» Document section:
• • • • • • •
I don't mind waiting for it to soak a while upstream before heading
back to -stable, and it's possible the kn->count entanglement is on a
kobject in a different part of the sysfs hierarchy, but I haven't
proven that. So, it's a toss up. I think the backport risk is low, but
we can validate that with some upstream soak time.

>
> [...]
> >
> >  When adding/removing memory that uses memory block devices (i.e. ordinary RAM),
> > -the device_hotplug_lock should be held to:
> > +the device_hotplug_lock is held to:
> >
> >  - synchronize against online/offline requests (e.g. via sysfs). This way, memory
> >    block devices can only be accessed (.online/.state attributes) by user
> > -  space once memory has been fully added. And when removing memory, we
> > -  know nobody is in critical sections.
• • • • • • •
(Point annotation records)
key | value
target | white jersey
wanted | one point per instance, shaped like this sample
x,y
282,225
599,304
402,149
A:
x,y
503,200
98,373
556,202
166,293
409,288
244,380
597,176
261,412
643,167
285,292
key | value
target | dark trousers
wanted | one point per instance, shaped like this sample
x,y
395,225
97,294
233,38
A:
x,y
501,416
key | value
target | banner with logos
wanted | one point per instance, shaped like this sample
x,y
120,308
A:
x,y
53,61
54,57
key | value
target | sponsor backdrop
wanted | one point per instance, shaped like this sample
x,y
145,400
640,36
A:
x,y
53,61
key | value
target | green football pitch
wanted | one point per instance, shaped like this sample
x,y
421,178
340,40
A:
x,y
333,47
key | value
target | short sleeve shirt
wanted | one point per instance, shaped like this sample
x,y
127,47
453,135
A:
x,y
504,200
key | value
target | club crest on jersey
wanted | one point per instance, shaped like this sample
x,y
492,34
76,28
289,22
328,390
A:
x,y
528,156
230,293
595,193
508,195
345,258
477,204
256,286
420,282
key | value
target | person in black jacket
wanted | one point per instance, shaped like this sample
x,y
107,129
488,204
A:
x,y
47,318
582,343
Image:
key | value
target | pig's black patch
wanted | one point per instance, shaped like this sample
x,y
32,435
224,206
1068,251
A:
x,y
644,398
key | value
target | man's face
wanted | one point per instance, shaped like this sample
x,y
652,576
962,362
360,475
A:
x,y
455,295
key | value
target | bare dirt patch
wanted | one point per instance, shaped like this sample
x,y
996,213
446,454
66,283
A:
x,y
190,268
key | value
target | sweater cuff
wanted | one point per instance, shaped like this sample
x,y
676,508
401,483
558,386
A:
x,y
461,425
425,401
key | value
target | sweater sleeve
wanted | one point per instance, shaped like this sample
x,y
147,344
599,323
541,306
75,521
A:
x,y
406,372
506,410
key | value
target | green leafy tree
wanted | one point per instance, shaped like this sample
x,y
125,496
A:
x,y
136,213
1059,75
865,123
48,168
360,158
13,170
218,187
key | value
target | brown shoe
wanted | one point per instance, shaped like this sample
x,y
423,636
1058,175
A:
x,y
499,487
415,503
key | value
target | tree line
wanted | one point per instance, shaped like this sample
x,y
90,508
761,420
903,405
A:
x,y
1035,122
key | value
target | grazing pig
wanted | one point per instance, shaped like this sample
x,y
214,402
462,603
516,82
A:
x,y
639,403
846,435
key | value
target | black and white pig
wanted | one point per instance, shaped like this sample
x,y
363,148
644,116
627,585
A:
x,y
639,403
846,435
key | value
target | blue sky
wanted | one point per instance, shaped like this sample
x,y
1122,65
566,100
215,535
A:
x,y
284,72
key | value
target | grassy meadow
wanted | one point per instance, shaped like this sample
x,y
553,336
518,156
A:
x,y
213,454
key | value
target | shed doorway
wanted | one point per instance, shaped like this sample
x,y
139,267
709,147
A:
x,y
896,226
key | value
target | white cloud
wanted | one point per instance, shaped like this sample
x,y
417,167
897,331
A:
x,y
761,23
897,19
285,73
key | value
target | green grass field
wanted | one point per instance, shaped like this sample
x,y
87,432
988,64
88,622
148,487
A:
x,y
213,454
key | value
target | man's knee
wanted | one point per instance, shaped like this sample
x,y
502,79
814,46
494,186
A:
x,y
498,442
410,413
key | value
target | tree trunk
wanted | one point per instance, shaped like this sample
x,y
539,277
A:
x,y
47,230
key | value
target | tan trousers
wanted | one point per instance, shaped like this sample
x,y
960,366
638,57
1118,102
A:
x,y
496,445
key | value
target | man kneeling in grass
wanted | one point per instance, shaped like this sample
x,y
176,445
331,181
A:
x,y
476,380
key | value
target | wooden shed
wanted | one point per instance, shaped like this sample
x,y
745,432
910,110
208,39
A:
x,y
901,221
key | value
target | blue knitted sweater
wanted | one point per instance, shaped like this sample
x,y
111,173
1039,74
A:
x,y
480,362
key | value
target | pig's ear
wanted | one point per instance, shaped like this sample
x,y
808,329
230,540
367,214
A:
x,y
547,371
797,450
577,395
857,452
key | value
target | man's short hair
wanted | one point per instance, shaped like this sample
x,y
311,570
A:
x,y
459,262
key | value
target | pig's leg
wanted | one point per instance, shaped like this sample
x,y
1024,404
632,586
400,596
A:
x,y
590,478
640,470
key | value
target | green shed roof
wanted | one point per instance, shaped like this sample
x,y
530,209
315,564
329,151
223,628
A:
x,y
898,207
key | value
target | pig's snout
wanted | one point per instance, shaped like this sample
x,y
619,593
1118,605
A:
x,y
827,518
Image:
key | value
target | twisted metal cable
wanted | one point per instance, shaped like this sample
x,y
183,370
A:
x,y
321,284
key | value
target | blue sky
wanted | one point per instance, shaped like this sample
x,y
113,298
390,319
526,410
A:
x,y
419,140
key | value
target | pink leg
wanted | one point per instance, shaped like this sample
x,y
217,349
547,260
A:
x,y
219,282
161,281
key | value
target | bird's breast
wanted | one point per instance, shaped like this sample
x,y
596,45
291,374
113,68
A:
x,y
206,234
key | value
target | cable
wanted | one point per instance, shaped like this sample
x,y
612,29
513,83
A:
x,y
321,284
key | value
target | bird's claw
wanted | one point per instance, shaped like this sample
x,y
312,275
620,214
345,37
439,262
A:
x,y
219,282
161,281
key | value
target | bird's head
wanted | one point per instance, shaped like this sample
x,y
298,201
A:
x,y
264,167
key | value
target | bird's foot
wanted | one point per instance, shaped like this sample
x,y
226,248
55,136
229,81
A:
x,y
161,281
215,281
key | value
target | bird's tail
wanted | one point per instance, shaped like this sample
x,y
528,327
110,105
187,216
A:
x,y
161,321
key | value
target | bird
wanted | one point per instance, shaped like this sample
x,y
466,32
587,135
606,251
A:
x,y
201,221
• • • • • • •
Continue the memory hotplug patch discussion from the point where it stops. You won't need the records for this.

> > +  space once memory has been fully added. And when removing memory, the
> > +  memory block device is invalidated (mem->section count set to 0) under the
> > +  lock to abort any in-flight online requests.
>
> I don't think this is needed. See below.
>
> >  - synchronize against CPU hotplug and similar (e.g. relevant for ACPI and PPC)
> >
> >  Especially, there is a possible lock inversion that is avoided using
> > @@ -112,7 +113,13 @@ can result in a lock inversion.
> >
> >  onlining/offlining of memory should be done via device_online()/
> >  device_offline() - to make sure it is properly synchronized to actions
> > -via sysfs. Holding device_hotplug_lock is advised (to e.g. protect online_type)
> > +via sysfs. Holding device_hotplug_lock is required to prevent online racing
> > +removal. The device_hotplug_lock and memblock invalidation allows
> > +remove_memory_block_devices() to run outside of mem_hotplug_lock to avoid lock
> > +dependency conflicts with memblock-sysfs teardown. The add_memory() path
> > +performs create_memory_block_devices() under mem_hotplug_lock so that if it
> > +fails it can perform an arch_remove_memory() cleanup. There are no known lock
> > +dependency problems with memblock-sysfs setup.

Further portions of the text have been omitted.